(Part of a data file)
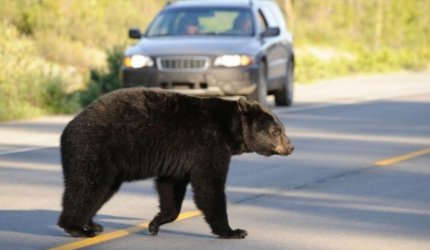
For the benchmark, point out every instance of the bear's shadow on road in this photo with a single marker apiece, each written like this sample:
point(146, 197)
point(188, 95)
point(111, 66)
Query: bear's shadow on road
point(44, 222)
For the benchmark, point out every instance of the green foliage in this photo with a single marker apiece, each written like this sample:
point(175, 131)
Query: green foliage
point(29, 85)
point(53, 52)
point(378, 35)
point(104, 80)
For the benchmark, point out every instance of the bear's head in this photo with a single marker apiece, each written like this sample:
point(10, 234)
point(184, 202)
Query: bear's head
point(263, 132)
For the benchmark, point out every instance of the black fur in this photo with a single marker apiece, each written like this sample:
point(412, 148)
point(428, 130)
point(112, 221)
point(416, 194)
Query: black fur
point(133, 134)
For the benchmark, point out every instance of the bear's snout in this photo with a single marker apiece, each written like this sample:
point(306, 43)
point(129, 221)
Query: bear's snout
point(284, 149)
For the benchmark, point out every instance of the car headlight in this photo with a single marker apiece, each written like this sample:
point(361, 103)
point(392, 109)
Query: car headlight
point(233, 60)
point(138, 61)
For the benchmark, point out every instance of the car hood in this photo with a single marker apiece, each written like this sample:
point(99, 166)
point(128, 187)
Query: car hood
point(161, 46)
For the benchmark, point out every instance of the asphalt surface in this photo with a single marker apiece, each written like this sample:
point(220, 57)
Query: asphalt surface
point(328, 195)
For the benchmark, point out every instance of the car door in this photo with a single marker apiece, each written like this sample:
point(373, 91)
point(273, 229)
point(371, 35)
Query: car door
point(276, 52)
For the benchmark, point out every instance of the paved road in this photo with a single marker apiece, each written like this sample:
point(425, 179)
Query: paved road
point(328, 195)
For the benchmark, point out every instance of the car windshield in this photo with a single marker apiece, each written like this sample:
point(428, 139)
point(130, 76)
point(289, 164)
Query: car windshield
point(202, 21)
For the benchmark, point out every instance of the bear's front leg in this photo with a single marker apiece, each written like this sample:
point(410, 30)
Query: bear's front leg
point(171, 193)
point(210, 197)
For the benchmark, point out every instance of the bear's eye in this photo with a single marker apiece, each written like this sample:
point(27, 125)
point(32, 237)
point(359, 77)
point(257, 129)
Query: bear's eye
point(276, 132)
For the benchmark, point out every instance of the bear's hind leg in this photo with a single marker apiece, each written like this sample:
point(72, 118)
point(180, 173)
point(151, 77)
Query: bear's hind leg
point(93, 225)
point(210, 197)
point(171, 193)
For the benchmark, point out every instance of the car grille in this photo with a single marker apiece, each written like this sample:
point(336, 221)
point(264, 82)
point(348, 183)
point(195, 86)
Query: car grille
point(182, 63)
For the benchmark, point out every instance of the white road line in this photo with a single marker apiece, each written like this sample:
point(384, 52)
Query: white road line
point(22, 150)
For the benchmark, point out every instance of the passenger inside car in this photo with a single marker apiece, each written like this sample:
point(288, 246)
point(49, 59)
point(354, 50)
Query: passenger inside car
point(188, 26)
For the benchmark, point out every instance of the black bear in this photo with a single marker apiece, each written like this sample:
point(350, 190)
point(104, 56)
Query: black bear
point(137, 133)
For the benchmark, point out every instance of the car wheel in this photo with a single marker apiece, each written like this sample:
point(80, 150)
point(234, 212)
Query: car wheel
point(284, 96)
point(260, 93)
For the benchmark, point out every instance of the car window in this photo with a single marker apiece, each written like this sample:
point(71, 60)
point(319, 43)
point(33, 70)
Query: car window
point(199, 21)
point(269, 16)
point(262, 21)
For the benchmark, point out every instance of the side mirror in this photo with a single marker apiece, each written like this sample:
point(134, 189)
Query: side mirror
point(271, 32)
point(134, 33)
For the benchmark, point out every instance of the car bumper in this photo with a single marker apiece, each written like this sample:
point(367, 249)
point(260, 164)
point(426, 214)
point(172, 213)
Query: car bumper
point(208, 82)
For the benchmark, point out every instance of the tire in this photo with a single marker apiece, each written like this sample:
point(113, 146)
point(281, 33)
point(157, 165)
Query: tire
point(284, 96)
point(260, 93)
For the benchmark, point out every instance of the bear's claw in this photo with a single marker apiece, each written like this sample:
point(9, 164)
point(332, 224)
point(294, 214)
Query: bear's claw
point(153, 228)
point(236, 234)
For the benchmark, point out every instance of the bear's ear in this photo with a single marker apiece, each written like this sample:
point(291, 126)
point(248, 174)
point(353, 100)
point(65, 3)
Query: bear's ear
point(242, 104)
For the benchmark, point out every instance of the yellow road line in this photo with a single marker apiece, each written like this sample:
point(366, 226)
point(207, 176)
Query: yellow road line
point(119, 233)
point(404, 157)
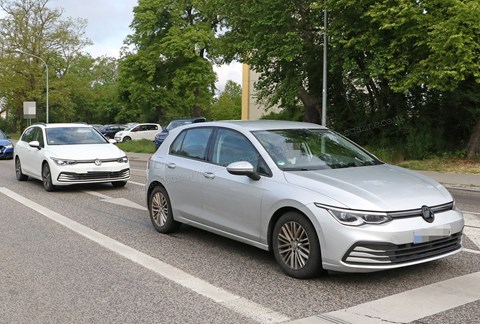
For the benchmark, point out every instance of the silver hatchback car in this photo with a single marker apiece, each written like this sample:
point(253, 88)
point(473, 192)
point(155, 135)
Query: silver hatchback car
point(314, 198)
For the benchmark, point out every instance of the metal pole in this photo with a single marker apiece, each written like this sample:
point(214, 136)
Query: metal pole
point(324, 89)
point(46, 72)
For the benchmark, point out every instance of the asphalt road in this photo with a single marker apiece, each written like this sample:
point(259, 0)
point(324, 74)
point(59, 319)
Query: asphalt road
point(89, 254)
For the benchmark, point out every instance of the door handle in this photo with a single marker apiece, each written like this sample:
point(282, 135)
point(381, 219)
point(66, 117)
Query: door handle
point(209, 175)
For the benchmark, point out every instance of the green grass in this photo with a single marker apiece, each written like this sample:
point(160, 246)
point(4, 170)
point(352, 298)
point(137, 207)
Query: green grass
point(140, 146)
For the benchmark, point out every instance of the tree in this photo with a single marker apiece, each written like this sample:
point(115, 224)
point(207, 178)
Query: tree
point(228, 105)
point(415, 62)
point(168, 71)
point(33, 28)
point(283, 42)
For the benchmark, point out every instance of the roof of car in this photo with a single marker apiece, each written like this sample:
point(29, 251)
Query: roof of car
point(57, 125)
point(253, 125)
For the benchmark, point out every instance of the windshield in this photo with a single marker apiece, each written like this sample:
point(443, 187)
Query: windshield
point(73, 136)
point(312, 149)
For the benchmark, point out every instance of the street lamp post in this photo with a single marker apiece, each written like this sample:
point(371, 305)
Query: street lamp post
point(324, 90)
point(46, 72)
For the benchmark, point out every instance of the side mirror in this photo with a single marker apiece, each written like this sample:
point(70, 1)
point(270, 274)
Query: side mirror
point(35, 144)
point(243, 168)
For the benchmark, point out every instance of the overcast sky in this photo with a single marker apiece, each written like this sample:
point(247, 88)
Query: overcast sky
point(108, 25)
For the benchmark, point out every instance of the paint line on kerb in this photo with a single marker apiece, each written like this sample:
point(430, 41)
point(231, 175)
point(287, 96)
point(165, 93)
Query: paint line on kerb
point(220, 296)
point(410, 306)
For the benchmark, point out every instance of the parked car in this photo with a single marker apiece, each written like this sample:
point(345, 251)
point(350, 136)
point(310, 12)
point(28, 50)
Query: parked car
point(66, 154)
point(160, 137)
point(109, 131)
point(139, 131)
point(310, 195)
point(6, 147)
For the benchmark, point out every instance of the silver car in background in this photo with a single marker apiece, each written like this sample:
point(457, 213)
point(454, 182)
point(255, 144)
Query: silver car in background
point(314, 198)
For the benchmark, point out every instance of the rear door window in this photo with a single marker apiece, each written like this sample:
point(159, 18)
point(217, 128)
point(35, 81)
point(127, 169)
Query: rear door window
point(192, 143)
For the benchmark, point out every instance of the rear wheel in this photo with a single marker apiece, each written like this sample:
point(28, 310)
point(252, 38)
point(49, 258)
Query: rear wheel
point(18, 171)
point(160, 210)
point(296, 246)
point(47, 178)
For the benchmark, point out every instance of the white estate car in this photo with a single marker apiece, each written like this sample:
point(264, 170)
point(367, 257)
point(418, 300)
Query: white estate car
point(139, 131)
point(65, 154)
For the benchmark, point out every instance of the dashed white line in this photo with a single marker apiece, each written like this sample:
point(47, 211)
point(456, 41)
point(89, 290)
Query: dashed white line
point(222, 297)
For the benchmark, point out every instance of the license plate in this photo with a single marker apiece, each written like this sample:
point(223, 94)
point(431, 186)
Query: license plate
point(431, 234)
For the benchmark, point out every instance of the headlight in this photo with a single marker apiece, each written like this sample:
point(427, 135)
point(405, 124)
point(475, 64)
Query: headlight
point(356, 218)
point(62, 162)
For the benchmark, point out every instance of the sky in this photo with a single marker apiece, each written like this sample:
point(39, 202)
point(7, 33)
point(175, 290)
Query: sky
point(108, 24)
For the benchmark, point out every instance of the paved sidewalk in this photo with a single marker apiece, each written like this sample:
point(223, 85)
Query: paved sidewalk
point(450, 180)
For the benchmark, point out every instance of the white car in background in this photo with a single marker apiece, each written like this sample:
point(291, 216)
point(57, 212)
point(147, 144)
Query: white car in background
point(139, 131)
point(66, 154)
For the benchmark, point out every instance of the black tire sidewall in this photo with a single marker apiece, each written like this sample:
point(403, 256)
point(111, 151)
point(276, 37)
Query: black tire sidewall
point(313, 267)
point(170, 225)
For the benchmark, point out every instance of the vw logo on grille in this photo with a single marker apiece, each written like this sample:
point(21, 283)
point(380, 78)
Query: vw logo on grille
point(427, 214)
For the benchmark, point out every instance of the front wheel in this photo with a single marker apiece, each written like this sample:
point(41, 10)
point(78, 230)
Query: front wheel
point(47, 178)
point(18, 171)
point(161, 213)
point(296, 246)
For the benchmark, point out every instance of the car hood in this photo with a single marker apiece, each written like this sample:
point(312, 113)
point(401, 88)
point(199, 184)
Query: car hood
point(85, 151)
point(5, 142)
point(374, 188)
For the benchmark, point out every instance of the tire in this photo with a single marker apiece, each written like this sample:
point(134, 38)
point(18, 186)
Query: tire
point(18, 171)
point(119, 184)
point(47, 178)
point(296, 246)
point(160, 211)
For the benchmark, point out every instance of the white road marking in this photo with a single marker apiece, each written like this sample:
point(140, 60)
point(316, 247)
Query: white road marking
point(117, 201)
point(136, 183)
point(97, 194)
point(472, 228)
point(474, 213)
point(222, 297)
point(471, 251)
point(408, 306)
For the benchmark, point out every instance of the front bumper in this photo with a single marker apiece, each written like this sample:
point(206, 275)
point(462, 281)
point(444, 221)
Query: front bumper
point(90, 173)
point(399, 243)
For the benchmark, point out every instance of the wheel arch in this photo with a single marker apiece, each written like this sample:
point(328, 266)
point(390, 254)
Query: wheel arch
point(278, 213)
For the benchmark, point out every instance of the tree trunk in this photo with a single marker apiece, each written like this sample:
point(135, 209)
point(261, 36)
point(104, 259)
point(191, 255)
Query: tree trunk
point(473, 148)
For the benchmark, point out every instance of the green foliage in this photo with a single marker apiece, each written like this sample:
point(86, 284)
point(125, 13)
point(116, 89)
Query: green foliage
point(168, 73)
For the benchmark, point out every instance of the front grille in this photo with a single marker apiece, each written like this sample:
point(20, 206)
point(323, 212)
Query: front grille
point(94, 176)
point(371, 253)
point(418, 212)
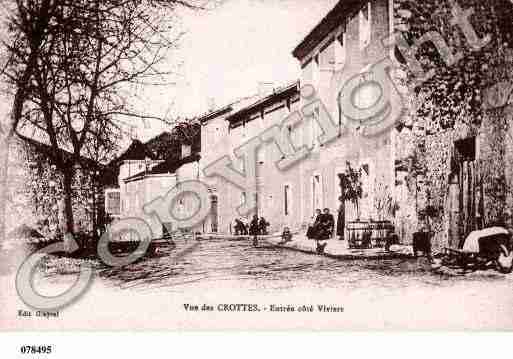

*Directions for this task*.
Turn the stretch of the listing from the line containing "the asphalt surface" through the line containing "point(276, 52)" into a numbered list, leaving out blank lines.

*Full solution*.
1. For the benchmark, point out every instance of the asphalt surface in this photo with a single marker apiece, each written like this sample:
2. point(220, 57)
3. Query: asphalt surface
4. point(328, 195)
5. For the benchmark, point out every instance of the car door in this photo with a single marker apiece, each written like this sample:
6. point(373, 91)
7. point(273, 229)
8. point(371, 35)
9. Query: car door
10. point(276, 52)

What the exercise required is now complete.